* Task instructions: All of the data below must be repeated exactly.

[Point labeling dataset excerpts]
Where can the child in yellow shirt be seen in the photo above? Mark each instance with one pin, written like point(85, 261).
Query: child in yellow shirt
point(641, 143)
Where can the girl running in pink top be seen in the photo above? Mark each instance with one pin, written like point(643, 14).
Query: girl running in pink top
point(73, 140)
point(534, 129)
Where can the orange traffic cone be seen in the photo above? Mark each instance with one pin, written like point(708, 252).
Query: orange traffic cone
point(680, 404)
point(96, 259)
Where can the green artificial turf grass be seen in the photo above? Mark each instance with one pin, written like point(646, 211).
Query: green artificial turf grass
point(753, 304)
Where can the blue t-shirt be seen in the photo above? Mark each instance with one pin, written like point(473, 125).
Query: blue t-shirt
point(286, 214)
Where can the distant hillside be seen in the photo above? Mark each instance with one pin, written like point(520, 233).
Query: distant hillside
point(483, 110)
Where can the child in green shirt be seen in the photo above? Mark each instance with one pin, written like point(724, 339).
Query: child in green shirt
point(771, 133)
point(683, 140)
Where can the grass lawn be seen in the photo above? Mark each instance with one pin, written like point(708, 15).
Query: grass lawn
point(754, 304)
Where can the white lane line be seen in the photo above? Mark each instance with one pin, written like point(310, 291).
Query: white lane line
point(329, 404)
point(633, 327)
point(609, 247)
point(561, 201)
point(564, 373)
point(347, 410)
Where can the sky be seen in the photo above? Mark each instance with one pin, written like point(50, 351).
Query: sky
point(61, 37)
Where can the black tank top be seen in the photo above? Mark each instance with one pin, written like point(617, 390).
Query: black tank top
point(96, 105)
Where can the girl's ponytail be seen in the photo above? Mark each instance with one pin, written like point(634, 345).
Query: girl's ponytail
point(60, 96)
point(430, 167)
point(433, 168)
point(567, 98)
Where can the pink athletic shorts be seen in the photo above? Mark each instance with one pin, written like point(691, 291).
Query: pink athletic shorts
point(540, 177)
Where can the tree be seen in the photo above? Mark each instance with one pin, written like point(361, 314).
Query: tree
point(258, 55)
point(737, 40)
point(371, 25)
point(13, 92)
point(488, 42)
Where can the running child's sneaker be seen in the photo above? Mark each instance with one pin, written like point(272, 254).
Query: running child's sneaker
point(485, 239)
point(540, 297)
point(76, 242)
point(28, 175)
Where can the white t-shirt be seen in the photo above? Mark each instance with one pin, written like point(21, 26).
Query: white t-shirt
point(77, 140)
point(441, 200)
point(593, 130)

* Answer for this exercise:
Where can the child in yellow shirt be seen in the photo above? Mark each instance with one pin, written like point(85, 261).
Query: child in yellow shirt
point(641, 143)
Where can the girl running in pink top be seen in the photo above? Mark each instance with one pin, written like point(643, 14).
Query: girl running in pink top
point(73, 140)
point(534, 129)
Where can the orange traffic cone be seen in the photo above? Mark each instance with one pin, written like point(708, 252).
Query: orange traffic cone
point(680, 404)
point(96, 259)
Where can the green artificial turf grass be seen in the photo above? Mark each instance with one pin, written like point(646, 211).
Query: green artificial turf grass
point(753, 304)
Where can the blue t-shirt be seen in the photo above? Mark each instance with one pin, written like point(473, 125).
Query: blue t-shirt
point(286, 214)
Where can the distant hillside be seen in the photo above? Mark each instance with one pin, written like point(520, 233).
Query: distant hillside
point(483, 110)
Where can the child in green shirt be seen in the photo above? Mark each instance with one pin, written like point(724, 339).
Query: child in green shirt
point(771, 133)
point(683, 140)
Where can the grass lawn be seen in the photo above? Mark each instance with one pin, written like point(708, 15).
Query: grass lawn
point(754, 304)
Where can the white lane line be seen in the photo above? Mark each instance with one pin, written like point(310, 291).
Query: white lane line
point(329, 404)
point(633, 327)
point(609, 247)
point(561, 201)
point(564, 373)
point(347, 410)
Where can the sky be seen in the photo above? Mark each instance with one pin, written like point(50, 351).
Query: sky
point(61, 37)
Where can the black tank top be seen in the photo above? Mark each instance with one pin, written like point(617, 390).
Query: black tank top
point(96, 105)
Where can the girl's ponytail be seen in the photo above? Mark each instance with one pin, written like point(634, 345).
Query: girl's ponytail
point(60, 96)
point(430, 167)
point(433, 168)
point(567, 98)
Where can the pink athletic shorts be seen in the photo above? Mark each instance with one pin, written like point(691, 291).
Query: pink athletic shorts
point(540, 177)
Where can the tree be seen in the photo above? Mark each instance with one pin, written like point(361, 314).
Query: tree
point(258, 55)
point(737, 40)
point(371, 25)
point(13, 92)
point(488, 42)
Where can the running child's sneaker be seen in the photo above? Mark each instance with one pin, written like point(272, 254).
Query: running child's sneaker
point(485, 239)
point(540, 297)
point(76, 242)
point(28, 175)
Where can the white t-shirt be seen in the photo above? Mark each instance with one pin, written like point(21, 26).
Query: white t-shirt
point(77, 140)
point(441, 200)
point(593, 130)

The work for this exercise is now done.